■ **Exercise instructions**: Reproduce the mailing-list thread on Python subinterpreters below word for word, in full.

■ **Passage**:
===
On Mon, Jun 22, 2015 at 5:59 PM, Nathaniel Smith <njs@pobox.com> wrote:
On Mon, Jun 22, 2015 at 10:37 AM, Gregory P. Smith <greg@krypto.org> wrote:
...
One possibility would be for subinterpreters to copy modules from the main interpreter -- I guess your average module is mostly dicts, strings, type objects, and functions; strings and functions are already immutable and could be shared without copying, and I guess copying the dicts and type objects into the subinterpreter is much cheaper than hitting the disk etc. to do a real import. (Though certainly not free.)
Yeah, I think there are a number of mechanisms we can explore to improve the efficiency of subinterpreter startup (and sharing).
This would have interesting semantic implications -- it would give similar effects to fork(), with subinterpreters starting from a snapshot of the main interpreter's global state.
I'm not entirely sold on this overall proposal, but I think a result of it could be to make our subinterpreter support better which would be a good thing.
We have had to turn people away from subinterpreters in the past for use as part of their multithreaded C++ server where they wanted to occasionally run some Python code in embedded interpreters as part of serving some requests. Doing that would suddenly single thread their application (GIIIIIIL!) for all requests currently executing Python code despite multiple subinterpreters.
I've also talked to HPC users who discovered this problem the hard way (e.g. http://www-atlas.lbl.gov/, folks working on the Large Hadron Collider) -- they've been using Python as an extension language in some large physics codes but are now porting those bits to C++ because of the GIL issues. (In this context startup overhead should be easily amortized, but switching to an RPC model is not going to happen.)
Would this proposal make a difference for them? -eric
===
■ **Extracted material**:
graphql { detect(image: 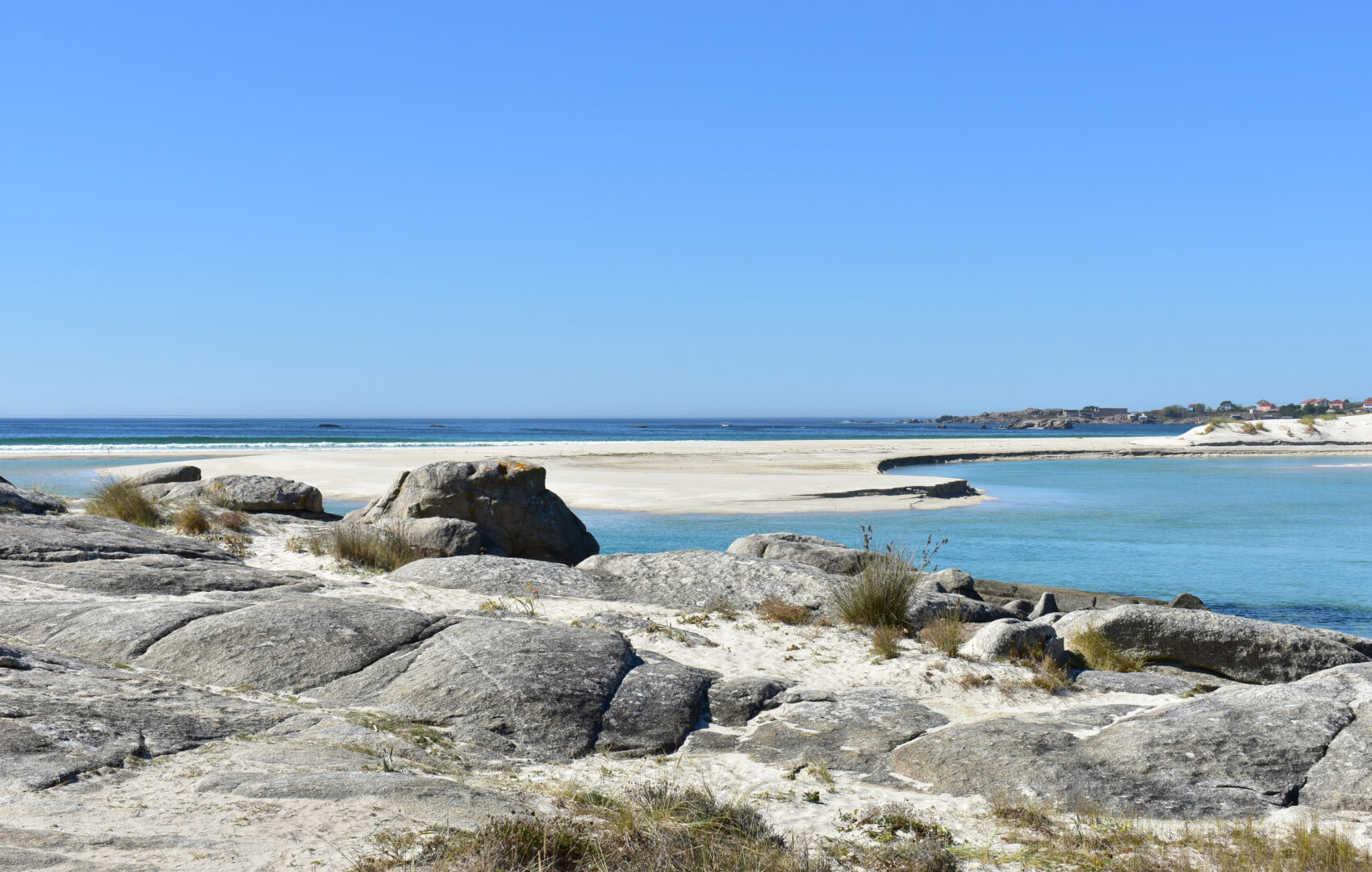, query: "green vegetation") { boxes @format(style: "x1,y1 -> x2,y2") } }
309,523 -> 439,572
757,596 -> 815,623
1073,627 -> 1143,672
85,475 -> 162,527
===
■ **Result of the task**:
On Mon, Jun 22, 2015 at 5:59 PM, Nathaniel Smith <njs@pobox.com> wrote:
On Mon, Jun 22, 2015 at 10:37 AM, Gregory P. Smith <greg@krypto.org> wrote:
...
One possibility would be for subinterpreters to copy modules from the main interpreter -- I guess your average module is mostly dicts, strings, type objects, and functions; strings and functions are already immutable and could be shared without copying, and I guess copying the dicts and type objects into the subinterpreter is much cheaper than hitting the disk etc. to do a real import. (Though certainly not free.)
Yeah, I think there are a number of mechanisms we can explore to improve the efficiency of subinterpreter startup (and sharing).
This would have interesting semantic implications -- it would give similar effects to fork(), with subinterpreters starting from a snapshot of the main interpreter's global state.
I'm not entirely sold on this overall proposal, but I think a result of it could be to make our subinterpreter support better which would be a good thing.
We have had to turn people away from subinterpreters in the past for use as part of their multithreaded C++ server where they wanted to occasionally run some Python code in embedded interpreters as part of serving some requests. Doing that would suddenly single thread their application (GIIIIIIL!) for all requests currently executing Python code despite multiple subinterpreters.
I've also talked to HPC users who discovered this problem the hard way (e.g. http://www-atlas.lbl.gov/, folks working on the Large Hadron Collider) -- they've been using Python as an extension language in some large physics codes but are now porting those bits to C++ because of the GIL issues. (In this context startup overhead should be easily amortized, but switching to an RPC model is not going to happen.)
Would this proposal make a difference for them? -eric